* REQUEST
Copy every one of the rows below word for word, leaving out the pictures.

* EXERCISE INPUTS
# # # # # # #

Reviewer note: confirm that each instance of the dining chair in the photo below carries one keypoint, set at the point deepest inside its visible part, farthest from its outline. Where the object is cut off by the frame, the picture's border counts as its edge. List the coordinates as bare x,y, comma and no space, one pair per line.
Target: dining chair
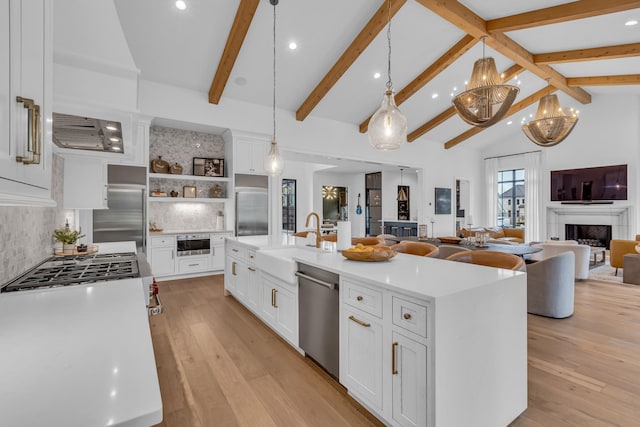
490,259
445,250
416,248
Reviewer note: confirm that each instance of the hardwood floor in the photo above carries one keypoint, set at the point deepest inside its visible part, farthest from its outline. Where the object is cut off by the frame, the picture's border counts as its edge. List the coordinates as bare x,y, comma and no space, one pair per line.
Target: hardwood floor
218,365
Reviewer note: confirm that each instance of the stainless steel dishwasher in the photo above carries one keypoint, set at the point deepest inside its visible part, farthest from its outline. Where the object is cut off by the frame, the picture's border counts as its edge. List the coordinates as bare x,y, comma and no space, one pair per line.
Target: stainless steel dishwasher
318,304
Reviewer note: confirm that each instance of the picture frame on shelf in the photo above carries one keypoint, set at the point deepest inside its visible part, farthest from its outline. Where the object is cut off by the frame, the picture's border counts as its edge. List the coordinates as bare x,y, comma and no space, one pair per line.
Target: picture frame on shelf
189,191
443,201
203,166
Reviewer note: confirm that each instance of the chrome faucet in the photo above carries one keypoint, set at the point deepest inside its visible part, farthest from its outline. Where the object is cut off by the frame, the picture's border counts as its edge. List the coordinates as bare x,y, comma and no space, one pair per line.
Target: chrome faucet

# # # # # # #

* THE REPLY
Reviewer note: confirm that each instance of the dining chair in the photo below carries one keypoint, set at the point deepest inside its visible part, farthest from its outline. Where the object is cut off by the frame, the picture's border counts as its edge. List the coordinates as bare x,y, comma and no space, one pair per line.
Target: dining chair
490,259
445,250
416,248
Reviewer note: confirm that each instance of the hardwood floor in the photo above carries one keypoint, set at the point deepest inside its visible part, farthest from its outline. Where the object is cut off by the frame, the picture's border counts as its edge. List the coordinates as bare x,y, comma and no space, one pair per line.
Target: hardwood floor
218,365
Reviewer note: confirm that each instance of the stainless steel dishwasher in the photo above carries one keypoint, set at the point deepest inside its visible part, farthest from its outline. Where the object is cut off by the frame, the picture's border counts as its edge. List the coordinates as bare x,y, comma and no space, one pair per line.
Target: stainless steel dishwasher
318,304
Reviewer note: confirm that each instance of the picture frame on shelf in the photo above carries one keypoint, set at the point deepest inside its visible part, farthest from its outline. Where the object is cut off by the frame, the picture's border counts as its edge. List the coordinates as bare x,y, comma and no space, one pair per line.
Target: picture frame on shelf
189,191
443,201
203,166
Reviewer note: confirm that each instance of the chrome faucet in the photo above carries one keypoint, set at the point deepest inside its visible part, farthest from its outline. Where the object is cut off by the frame, the picture's border counts as its edge. List the coordinates as bare x,y, comma and no space, one pair per line.
Target: chrome faucet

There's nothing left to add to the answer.